### RECORDED INFORMATION
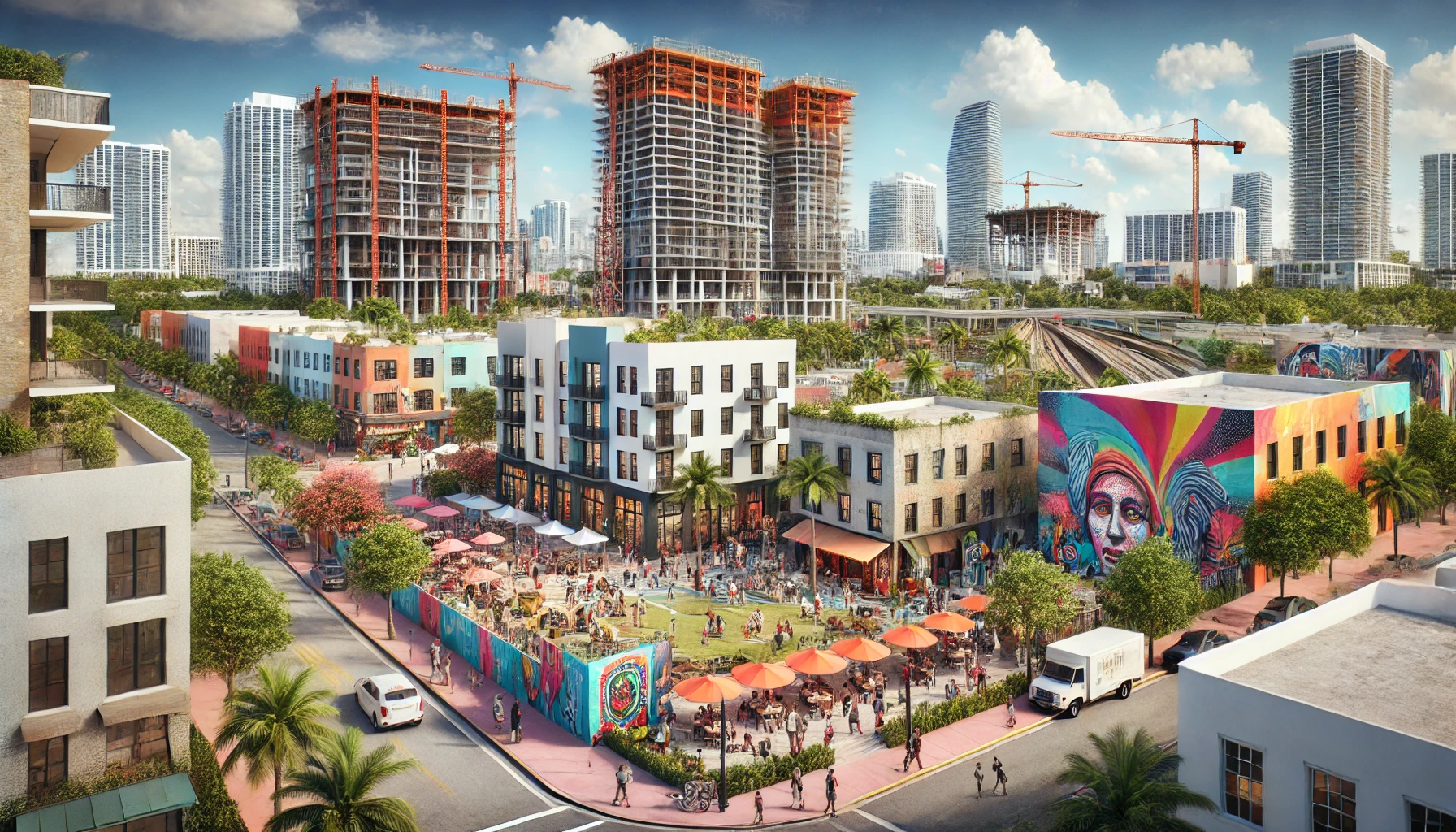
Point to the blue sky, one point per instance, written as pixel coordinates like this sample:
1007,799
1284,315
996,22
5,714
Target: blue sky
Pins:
175,66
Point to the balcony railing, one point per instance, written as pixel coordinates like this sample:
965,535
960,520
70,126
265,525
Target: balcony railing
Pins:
588,471
760,394
763,433
70,106
667,442
55,288
76,198
593,431
665,398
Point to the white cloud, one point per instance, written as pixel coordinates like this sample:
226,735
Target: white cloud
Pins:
191,20
197,169
367,40
566,57
1253,123
1196,67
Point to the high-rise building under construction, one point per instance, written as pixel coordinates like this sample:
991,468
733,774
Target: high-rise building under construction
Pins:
720,197
376,210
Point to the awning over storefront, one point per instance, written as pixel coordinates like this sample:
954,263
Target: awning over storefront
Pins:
838,541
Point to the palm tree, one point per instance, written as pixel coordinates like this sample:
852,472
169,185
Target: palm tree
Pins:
695,488
274,723
812,479
1133,787
1401,486
338,780
922,370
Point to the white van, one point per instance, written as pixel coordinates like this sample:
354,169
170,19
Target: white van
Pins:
1088,666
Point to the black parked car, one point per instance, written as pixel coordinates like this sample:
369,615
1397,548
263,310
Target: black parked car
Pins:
1193,643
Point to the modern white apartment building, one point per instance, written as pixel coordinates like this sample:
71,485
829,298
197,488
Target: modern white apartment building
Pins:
1168,235
139,236
1254,193
261,194
197,257
1336,719
1439,211
973,187
593,427
98,608
1340,150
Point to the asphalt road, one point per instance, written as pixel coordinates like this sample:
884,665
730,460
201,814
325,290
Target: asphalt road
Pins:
465,784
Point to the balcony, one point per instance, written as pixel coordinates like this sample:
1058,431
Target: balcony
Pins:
60,207
67,124
69,378
590,431
55,295
760,394
588,471
665,398
762,433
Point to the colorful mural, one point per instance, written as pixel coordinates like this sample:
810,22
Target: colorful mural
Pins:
1116,470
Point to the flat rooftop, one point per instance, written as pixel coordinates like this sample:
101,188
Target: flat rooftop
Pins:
1367,668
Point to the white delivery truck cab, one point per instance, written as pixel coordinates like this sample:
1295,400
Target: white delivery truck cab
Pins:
1088,666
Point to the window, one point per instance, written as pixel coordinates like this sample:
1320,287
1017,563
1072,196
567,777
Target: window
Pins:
49,574
134,563
1331,802
47,767
134,656
1244,782
47,674
139,740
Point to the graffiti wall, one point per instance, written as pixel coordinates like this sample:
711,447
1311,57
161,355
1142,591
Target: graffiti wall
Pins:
1428,372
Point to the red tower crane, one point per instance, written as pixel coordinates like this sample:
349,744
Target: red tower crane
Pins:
1196,143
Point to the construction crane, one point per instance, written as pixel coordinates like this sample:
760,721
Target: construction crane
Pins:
507,156
1027,184
1197,145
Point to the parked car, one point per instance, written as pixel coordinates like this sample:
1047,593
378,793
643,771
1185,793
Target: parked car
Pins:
1193,643
389,700
329,574
1279,609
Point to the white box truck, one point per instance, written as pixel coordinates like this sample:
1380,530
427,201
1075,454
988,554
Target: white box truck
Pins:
1088,666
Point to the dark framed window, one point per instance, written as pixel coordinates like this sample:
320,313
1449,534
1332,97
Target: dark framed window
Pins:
1244,782
136,656
49,674
134,563
49,561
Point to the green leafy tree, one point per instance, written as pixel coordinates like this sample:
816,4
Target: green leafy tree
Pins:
1152,591
270,726
1132,787
237,617
336,786
1398,483
384,558
812,479
1029,595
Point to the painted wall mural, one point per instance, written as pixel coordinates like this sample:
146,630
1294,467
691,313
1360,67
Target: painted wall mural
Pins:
1114,471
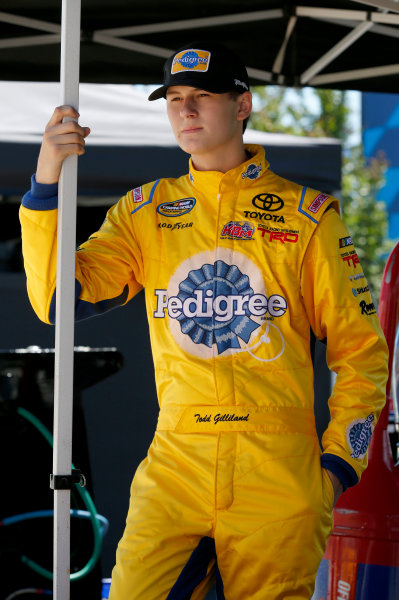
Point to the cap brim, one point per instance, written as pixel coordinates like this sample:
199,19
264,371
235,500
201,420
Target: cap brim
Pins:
215,88
158,93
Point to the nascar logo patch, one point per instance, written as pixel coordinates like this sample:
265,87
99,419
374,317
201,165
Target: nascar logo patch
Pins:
191,60
318,202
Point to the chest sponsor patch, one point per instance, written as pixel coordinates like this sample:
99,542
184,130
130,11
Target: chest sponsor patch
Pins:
176,208
252,171
351,259
268,202
138,194
273,235
318,202
216,307
238,230
343,242
358,435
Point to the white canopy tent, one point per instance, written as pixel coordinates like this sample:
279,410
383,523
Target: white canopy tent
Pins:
131,142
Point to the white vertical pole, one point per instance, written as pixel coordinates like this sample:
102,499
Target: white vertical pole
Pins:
65,296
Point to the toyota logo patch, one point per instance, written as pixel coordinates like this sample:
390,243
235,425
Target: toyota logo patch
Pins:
268,202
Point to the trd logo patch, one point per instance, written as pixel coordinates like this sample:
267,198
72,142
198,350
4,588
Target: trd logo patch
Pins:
240,230
279,236
268,202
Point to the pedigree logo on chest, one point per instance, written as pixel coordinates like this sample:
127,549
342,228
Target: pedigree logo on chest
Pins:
216,304
176,208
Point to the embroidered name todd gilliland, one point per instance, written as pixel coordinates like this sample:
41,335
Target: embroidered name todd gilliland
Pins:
220,418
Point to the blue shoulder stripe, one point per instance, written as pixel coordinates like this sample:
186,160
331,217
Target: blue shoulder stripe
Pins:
149,199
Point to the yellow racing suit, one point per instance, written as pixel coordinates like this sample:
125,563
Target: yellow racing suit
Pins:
241,271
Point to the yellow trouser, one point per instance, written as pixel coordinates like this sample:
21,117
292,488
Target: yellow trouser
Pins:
261,496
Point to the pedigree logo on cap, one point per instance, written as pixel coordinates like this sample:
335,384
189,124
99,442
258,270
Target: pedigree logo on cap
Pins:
191,60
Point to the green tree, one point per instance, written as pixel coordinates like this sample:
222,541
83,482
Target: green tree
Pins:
315,113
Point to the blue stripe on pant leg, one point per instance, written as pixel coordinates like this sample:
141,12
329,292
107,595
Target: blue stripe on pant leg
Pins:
195,571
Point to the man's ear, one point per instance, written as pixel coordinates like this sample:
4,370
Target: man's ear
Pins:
244,106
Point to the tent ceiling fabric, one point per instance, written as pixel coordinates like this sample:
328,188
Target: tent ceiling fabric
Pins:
343,44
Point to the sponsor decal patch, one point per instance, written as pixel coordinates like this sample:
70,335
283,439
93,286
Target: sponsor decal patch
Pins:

### EXERCISE OBJECTIVE
Locate the line that contains "Point to the yellow trouser, one", then please quote it and every line after it to the end of the entries above, exactly and with nothing else.

### SOLUTION FOR THIS PROBLEM
Point to the yellow trouser, one point per instance, written as pixel coordinates like this sample:
21,117
292,488
Target: yellow trouser
Pins:
261,496
Point to the pedigree logo on cap, one point per instance, written as pixel coordinates like this sample:
335,384
189,124
99,442
258,270
Target: pedigree logo on cap
Pins:
191,60
Point to the green tree, one point per instance, written as pixel coordinates like this sample:
222,541
83,482
Target: green tree
Pins:
315,113
Point to the blue stripe on pant leg, one point per instance, written as pixel coordinates like this sample:
141,12
329,292
107,595
Target: blue stripe on pant leg
Pins:
195,571
Point to the man's ear, one point per instance, written as pixel coordinates like this sample:
4,370
Target: man's ear
Pins:
244,106
Point to the tent ceiling fabric, one point per instance, written as pixel coordinates like this sample:
328,188
Target: tent ceiling fabric
Pins:
343,44
Point to the sponsor decal patch, one point per instance, written as pixel coordinates like this sample:
70,335
283,439
93,286
Target: sponsor decal patch
Pins:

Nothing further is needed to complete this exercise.